(Material to process Opens)
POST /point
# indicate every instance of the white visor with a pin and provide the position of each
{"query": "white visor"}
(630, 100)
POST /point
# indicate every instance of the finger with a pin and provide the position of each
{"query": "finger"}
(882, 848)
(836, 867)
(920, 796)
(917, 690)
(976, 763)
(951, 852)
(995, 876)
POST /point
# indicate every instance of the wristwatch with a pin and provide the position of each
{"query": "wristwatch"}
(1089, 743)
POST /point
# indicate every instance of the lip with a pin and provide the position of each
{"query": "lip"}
(Material to process Closes)
(Material to process Opens)
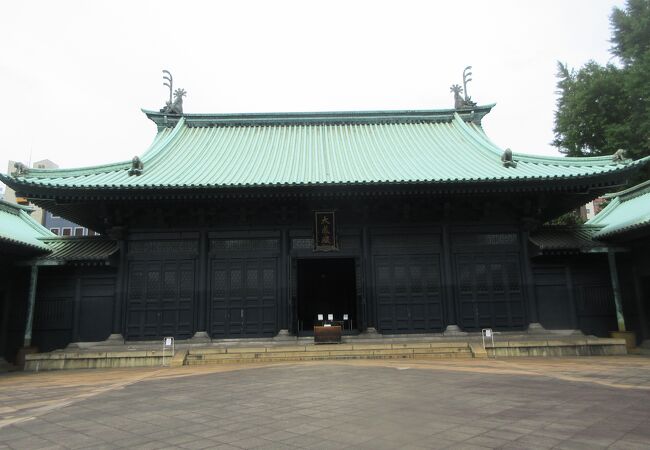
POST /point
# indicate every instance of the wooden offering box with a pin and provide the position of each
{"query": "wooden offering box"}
(Material to process Closes)
◆ Activity ◆
How many of the lines above contain "offering"? Give the number by itself.

◆ Output ◆
2